Exercise objective: Output only the lines that run from the line holding "person in black" to the end of the data below, including both ends, without any pictures.

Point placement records
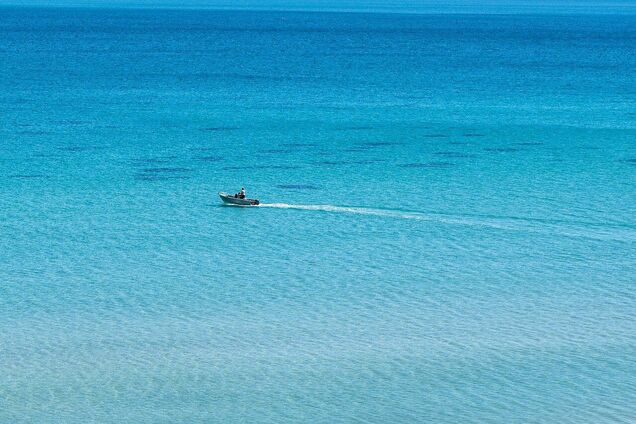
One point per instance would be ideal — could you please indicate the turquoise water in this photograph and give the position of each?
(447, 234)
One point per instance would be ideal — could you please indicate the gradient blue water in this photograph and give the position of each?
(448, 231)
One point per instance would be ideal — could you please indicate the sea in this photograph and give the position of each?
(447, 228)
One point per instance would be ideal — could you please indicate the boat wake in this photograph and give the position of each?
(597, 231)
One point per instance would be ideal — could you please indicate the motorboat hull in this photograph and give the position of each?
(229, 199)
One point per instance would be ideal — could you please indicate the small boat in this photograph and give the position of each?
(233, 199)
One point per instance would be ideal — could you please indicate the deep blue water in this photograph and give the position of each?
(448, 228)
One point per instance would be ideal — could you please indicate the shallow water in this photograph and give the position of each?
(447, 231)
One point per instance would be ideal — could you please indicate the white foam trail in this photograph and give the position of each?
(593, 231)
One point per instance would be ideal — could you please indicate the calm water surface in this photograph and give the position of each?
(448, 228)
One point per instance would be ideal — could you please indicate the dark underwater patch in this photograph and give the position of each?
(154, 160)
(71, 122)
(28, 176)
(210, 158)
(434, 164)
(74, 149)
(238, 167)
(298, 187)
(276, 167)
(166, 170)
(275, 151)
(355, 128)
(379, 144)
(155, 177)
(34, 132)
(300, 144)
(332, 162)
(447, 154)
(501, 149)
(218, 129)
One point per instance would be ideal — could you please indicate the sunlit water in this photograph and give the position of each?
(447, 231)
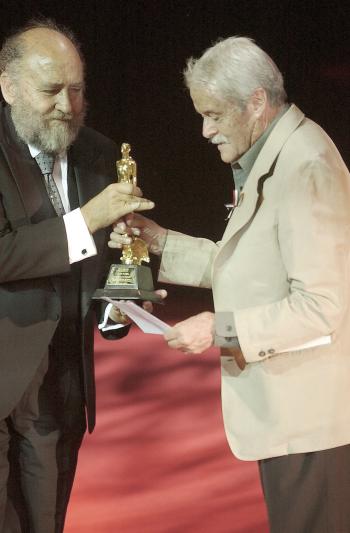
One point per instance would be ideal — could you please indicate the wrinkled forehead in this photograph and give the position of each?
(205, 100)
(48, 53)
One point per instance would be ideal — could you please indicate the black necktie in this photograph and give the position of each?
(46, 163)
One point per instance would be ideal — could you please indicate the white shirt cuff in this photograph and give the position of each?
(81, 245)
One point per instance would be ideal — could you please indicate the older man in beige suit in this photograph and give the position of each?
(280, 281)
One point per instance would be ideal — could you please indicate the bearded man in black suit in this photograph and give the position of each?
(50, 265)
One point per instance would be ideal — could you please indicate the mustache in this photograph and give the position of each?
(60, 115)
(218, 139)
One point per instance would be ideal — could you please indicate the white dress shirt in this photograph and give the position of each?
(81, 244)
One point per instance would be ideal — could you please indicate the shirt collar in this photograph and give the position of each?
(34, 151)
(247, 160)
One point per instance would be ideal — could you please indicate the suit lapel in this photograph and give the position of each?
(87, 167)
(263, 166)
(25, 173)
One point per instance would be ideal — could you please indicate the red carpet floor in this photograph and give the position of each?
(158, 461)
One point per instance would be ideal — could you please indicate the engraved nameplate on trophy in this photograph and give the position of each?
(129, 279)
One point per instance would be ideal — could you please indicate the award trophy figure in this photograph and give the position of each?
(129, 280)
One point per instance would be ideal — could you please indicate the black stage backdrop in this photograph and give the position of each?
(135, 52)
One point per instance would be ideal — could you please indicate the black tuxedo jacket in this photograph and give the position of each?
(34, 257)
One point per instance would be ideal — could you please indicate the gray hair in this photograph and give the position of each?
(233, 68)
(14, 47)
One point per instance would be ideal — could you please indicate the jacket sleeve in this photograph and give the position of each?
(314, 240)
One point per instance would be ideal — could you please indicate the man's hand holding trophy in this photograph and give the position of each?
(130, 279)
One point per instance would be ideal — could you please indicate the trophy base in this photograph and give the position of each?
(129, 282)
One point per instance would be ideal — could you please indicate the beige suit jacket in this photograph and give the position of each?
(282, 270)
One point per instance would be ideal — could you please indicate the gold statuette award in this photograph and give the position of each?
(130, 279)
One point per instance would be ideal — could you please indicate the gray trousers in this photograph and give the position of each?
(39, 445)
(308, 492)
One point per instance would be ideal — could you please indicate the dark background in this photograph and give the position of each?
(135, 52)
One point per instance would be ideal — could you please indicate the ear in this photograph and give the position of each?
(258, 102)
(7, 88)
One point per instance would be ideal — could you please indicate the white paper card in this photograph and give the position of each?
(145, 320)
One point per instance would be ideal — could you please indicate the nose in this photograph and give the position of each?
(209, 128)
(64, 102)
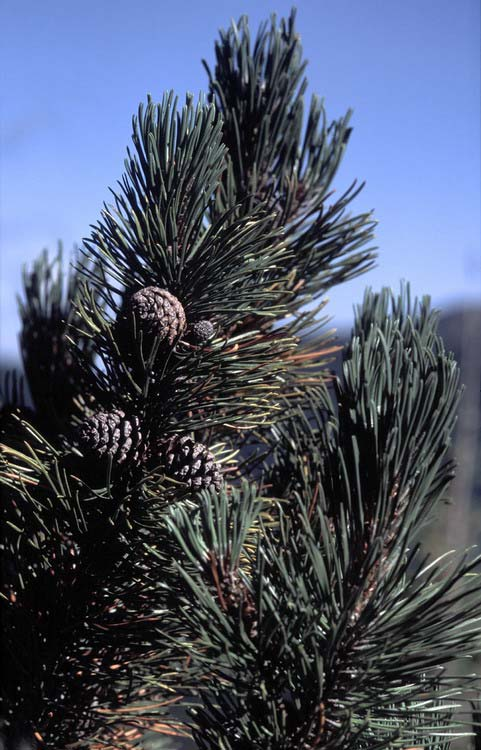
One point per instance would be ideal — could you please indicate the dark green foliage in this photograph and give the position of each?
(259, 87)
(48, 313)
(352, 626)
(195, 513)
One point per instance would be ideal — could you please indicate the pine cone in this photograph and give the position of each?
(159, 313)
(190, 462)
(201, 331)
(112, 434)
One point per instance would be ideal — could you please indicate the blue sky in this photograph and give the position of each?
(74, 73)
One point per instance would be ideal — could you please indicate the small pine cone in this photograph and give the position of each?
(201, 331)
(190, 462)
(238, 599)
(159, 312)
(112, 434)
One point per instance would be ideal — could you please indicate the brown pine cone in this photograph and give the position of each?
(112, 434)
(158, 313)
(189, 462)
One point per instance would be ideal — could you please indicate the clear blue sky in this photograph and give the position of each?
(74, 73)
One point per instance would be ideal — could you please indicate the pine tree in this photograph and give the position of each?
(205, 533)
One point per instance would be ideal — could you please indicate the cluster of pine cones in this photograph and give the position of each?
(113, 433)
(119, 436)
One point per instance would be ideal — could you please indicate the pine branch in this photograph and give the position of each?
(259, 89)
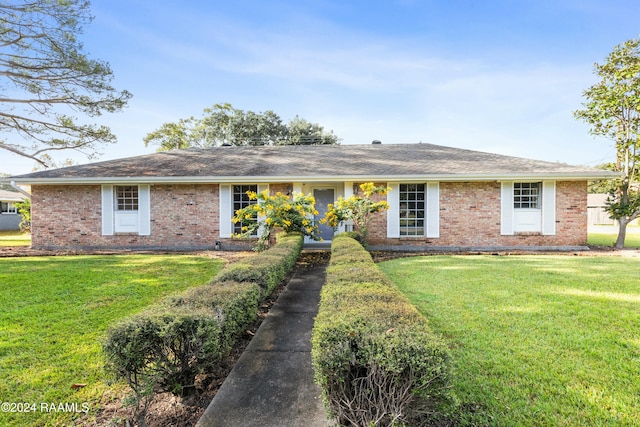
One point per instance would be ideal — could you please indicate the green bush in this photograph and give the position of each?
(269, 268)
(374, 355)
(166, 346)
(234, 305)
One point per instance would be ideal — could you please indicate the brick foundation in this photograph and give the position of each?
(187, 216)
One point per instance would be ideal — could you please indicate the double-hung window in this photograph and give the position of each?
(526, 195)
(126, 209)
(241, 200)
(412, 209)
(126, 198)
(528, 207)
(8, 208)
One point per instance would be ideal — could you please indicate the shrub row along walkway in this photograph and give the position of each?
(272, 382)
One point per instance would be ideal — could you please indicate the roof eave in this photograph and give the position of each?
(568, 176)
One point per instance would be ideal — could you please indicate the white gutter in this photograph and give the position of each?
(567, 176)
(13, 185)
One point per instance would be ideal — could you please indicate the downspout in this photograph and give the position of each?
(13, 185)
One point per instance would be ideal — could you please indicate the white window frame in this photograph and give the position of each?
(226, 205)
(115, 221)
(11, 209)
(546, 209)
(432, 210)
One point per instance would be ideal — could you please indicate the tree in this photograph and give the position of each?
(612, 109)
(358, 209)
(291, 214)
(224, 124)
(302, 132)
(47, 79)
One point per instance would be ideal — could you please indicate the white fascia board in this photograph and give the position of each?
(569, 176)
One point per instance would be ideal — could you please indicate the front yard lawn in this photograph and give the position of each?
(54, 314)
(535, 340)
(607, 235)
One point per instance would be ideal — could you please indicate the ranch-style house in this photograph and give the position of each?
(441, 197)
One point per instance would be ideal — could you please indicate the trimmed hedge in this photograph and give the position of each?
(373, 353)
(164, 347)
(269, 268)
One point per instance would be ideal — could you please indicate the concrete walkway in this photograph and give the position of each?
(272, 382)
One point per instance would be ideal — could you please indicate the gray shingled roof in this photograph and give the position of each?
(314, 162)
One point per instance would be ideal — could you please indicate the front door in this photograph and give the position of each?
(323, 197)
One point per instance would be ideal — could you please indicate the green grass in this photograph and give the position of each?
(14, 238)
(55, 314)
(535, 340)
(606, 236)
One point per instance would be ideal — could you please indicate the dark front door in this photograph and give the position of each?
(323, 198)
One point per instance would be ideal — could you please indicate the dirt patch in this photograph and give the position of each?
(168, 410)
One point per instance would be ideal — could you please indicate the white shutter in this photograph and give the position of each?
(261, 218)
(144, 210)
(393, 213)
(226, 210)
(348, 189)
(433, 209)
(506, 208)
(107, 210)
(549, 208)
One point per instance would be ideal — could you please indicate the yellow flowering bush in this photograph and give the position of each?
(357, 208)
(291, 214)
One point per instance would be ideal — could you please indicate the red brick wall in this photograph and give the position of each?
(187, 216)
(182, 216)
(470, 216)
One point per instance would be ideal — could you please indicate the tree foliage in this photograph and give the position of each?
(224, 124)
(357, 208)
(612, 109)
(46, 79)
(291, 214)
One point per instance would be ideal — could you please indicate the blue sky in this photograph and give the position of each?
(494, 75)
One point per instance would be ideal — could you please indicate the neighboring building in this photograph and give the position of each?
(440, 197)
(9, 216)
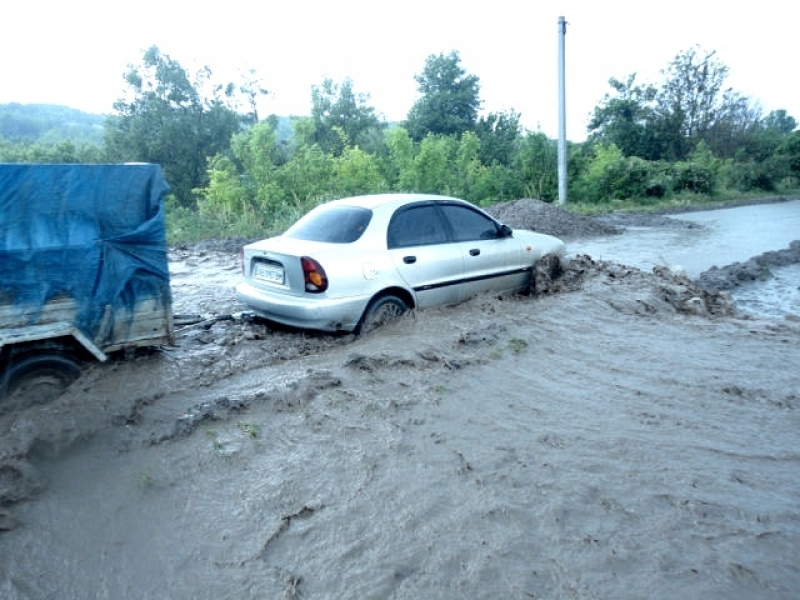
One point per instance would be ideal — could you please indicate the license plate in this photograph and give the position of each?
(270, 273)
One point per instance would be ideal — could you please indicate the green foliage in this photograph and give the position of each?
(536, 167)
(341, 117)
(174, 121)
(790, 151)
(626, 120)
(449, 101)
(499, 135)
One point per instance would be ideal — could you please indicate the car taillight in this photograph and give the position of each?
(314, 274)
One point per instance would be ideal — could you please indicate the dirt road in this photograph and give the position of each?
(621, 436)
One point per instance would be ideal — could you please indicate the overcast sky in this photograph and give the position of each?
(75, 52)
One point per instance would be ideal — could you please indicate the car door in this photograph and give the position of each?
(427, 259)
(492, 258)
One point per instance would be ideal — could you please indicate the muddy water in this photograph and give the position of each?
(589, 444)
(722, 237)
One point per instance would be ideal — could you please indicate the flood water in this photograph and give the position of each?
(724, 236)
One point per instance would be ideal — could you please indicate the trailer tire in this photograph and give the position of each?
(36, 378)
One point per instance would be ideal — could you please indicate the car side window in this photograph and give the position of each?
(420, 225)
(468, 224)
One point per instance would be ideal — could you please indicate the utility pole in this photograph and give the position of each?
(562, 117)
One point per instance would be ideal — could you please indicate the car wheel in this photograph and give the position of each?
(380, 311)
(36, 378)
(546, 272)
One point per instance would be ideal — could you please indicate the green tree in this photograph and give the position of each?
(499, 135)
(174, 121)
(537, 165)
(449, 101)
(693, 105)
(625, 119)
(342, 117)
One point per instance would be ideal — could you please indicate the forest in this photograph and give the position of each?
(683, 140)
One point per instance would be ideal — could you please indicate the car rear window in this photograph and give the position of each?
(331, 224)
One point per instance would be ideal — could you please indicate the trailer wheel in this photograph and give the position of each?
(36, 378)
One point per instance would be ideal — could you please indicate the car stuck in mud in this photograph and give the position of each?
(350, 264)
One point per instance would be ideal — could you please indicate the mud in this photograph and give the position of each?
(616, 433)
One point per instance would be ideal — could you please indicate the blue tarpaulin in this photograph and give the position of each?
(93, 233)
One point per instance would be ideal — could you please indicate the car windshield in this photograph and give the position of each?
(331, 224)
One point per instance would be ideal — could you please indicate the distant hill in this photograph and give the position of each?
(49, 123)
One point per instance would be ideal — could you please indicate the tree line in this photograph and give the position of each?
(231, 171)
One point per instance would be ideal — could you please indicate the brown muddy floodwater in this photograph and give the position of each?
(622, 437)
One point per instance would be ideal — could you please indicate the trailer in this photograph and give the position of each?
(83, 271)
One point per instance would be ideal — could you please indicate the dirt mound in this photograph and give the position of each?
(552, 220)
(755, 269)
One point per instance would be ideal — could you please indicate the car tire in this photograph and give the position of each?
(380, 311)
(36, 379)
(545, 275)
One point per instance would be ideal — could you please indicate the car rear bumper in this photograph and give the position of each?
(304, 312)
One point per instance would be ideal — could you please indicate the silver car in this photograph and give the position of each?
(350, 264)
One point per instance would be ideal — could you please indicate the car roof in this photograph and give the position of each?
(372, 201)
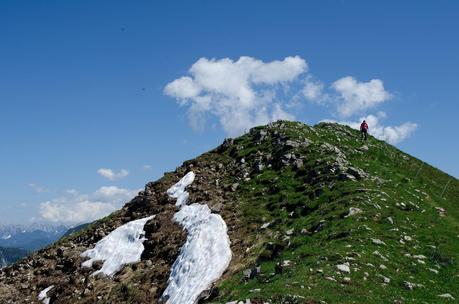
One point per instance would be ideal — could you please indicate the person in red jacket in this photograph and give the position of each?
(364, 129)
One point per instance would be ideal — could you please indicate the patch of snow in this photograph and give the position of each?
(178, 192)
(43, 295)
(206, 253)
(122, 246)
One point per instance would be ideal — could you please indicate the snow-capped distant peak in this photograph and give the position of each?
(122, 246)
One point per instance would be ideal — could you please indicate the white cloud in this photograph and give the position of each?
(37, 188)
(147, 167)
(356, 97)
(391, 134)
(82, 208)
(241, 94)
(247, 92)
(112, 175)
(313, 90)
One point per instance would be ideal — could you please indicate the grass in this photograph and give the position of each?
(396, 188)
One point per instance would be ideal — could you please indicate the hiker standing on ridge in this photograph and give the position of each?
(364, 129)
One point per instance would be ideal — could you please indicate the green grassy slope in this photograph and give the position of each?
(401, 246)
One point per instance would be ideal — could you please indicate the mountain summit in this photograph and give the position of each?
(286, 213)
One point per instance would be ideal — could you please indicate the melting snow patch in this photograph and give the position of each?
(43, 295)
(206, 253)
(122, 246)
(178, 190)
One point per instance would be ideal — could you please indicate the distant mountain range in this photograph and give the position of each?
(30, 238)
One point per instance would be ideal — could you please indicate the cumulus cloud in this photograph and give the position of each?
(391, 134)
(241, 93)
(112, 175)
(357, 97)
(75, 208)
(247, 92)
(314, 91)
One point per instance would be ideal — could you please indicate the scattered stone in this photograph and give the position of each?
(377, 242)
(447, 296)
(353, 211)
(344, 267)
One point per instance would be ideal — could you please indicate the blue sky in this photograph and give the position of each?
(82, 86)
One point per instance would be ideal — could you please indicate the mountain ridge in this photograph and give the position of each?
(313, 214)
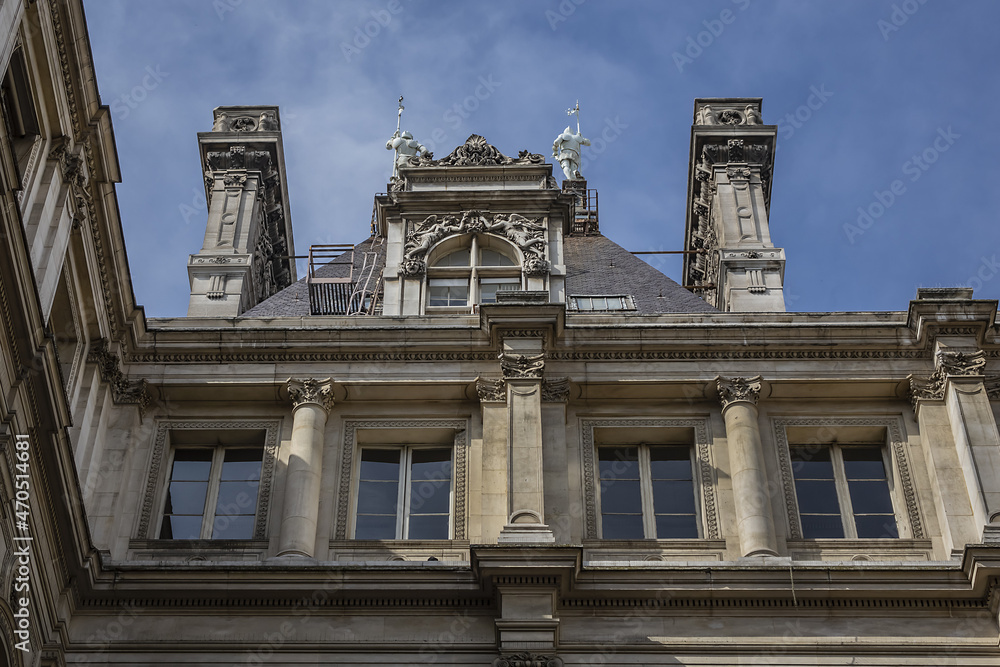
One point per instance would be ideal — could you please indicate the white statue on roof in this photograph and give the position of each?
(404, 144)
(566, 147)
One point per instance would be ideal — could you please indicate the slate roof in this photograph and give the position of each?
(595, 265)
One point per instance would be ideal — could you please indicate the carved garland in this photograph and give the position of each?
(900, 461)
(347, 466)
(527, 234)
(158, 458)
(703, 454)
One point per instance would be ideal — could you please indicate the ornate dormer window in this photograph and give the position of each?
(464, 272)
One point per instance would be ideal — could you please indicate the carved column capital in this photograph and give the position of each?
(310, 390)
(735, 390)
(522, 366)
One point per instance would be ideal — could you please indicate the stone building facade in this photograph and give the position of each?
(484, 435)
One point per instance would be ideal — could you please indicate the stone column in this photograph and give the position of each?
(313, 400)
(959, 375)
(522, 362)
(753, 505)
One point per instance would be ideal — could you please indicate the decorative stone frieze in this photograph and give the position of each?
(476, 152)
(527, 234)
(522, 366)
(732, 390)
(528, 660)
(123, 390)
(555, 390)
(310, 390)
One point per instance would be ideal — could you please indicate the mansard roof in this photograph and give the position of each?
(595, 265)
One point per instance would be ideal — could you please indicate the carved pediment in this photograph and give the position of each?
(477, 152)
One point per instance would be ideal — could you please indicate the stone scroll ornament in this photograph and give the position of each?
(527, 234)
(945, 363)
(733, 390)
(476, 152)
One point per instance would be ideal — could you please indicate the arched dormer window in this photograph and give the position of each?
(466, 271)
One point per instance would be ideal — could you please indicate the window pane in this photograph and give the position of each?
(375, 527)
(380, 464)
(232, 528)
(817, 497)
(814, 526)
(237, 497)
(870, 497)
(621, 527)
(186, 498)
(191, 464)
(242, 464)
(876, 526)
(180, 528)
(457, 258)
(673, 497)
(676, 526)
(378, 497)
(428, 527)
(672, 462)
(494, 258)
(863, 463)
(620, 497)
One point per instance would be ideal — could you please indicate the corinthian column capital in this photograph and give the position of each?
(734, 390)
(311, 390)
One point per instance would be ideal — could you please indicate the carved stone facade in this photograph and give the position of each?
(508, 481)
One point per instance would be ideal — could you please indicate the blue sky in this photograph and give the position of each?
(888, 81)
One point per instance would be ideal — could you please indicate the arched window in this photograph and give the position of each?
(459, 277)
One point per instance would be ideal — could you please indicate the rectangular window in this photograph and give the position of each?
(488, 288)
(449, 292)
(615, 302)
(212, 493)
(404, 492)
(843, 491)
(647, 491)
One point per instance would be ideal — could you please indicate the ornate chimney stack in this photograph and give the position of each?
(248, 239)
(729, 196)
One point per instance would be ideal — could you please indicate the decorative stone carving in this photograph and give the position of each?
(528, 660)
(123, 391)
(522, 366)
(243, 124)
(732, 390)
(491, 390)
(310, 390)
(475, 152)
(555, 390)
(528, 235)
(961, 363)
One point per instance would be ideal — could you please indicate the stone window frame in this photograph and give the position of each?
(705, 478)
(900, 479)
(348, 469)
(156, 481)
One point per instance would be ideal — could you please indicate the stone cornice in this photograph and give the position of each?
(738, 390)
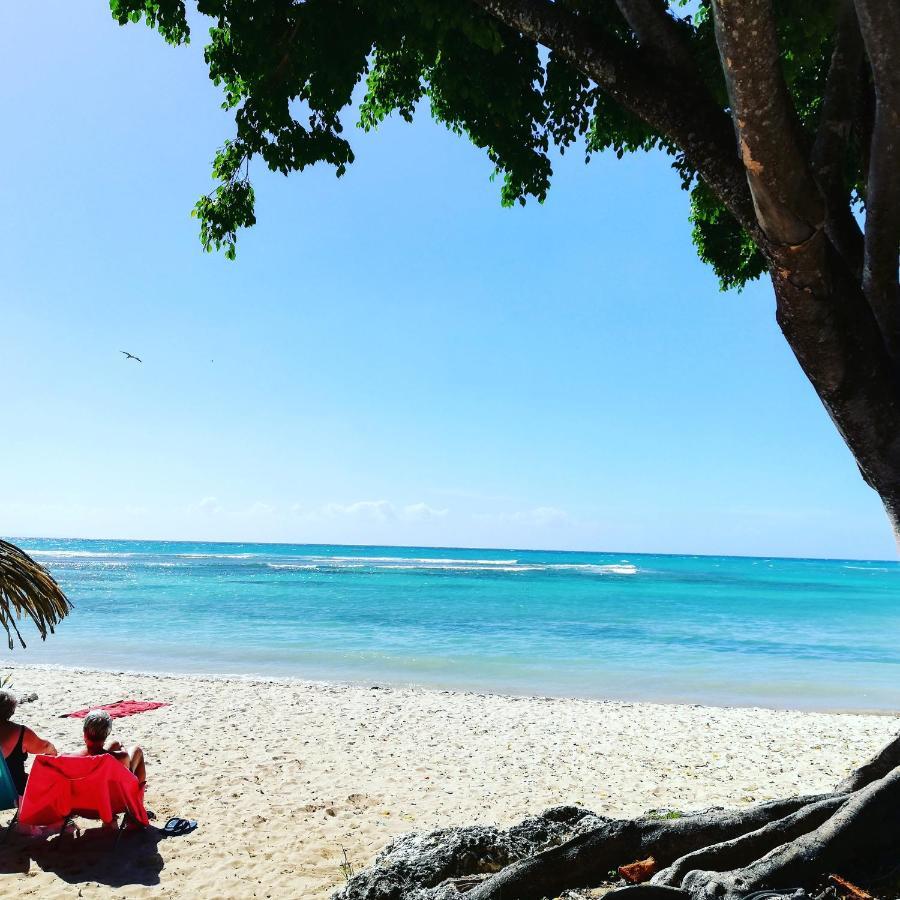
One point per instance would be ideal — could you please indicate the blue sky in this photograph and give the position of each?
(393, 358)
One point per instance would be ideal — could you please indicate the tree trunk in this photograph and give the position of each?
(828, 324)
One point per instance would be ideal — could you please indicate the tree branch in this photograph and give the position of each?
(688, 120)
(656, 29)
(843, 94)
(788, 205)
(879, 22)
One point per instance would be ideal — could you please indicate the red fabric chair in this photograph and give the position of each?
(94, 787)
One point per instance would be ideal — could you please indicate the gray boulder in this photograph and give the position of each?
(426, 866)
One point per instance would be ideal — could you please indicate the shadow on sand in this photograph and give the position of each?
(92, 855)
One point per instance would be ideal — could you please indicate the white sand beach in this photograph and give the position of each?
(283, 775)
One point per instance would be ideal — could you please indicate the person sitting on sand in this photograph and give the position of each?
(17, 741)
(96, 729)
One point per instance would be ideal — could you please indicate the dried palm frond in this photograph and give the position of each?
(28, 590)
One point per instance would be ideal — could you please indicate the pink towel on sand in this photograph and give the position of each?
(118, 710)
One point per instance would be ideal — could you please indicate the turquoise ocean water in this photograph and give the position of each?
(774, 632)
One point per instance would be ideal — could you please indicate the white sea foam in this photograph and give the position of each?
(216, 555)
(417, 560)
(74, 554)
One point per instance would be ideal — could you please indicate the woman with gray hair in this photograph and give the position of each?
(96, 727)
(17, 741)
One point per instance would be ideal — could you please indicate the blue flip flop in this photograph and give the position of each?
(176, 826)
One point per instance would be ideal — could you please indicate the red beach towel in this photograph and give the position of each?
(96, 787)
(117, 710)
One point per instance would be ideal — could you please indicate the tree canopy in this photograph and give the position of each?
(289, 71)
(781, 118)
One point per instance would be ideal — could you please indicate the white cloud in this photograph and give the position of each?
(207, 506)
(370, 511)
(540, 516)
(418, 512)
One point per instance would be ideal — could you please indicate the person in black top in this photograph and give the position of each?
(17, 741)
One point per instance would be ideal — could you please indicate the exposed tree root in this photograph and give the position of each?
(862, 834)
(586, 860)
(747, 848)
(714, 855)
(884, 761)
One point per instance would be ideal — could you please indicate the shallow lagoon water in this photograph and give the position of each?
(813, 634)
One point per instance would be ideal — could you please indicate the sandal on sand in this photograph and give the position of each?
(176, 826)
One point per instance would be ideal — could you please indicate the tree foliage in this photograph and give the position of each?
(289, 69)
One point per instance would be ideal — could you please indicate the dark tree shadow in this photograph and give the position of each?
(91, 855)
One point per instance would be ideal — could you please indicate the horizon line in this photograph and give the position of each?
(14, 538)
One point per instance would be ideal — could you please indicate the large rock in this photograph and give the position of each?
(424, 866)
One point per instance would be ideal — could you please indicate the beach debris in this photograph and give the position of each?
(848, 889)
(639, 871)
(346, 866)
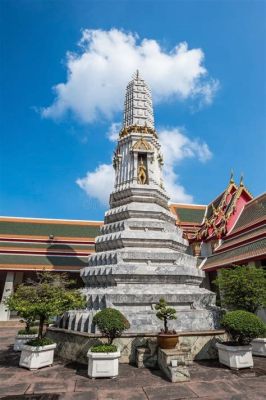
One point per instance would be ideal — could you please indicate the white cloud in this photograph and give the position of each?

Exercise response:
One point per instance would be ideal — could you please indicate the person in black top in this photograph and give the position of each?
(17, 741)
One point per instance would be ideal — could you please indicate the exposed tree root in this photograph and give the position of each?
(862, 834)
(586, 860)
(747, 848)
(714, 855)
(884, 761)
One point per instance would be ideal — could you please indicate the shallow lagoon water in this photograph and give the position of each?
(813, 634)
One point per instance would be ideal — could you please indicate the sandal on sand in this photograph and give the position of each?
(176, 826)
One point per instance would be ideal — could you please indicate the tree foliage in this photograph and give the position of each?
(289, 69)
One point per instance would be ideal — could you please indicate the dark tree shadow in this photograph and give the position of each?
(91, 855)
One point per instance would be ideal — could you please indicate the horizon line in this photograph and give the position of each?
(14, 538)
One point per instance would be ideal — could you please indicate the large rock in this photograph and give the position of each?
(424, 866)
One point per instance would be ideal — could you please indicate the beach debris in this photograph and give the position of each?
(848, 889)
(639, 871)
(346, 866)
One point per instance would be ideal — could you please indicate the white cloud in this photograph and give the position of each?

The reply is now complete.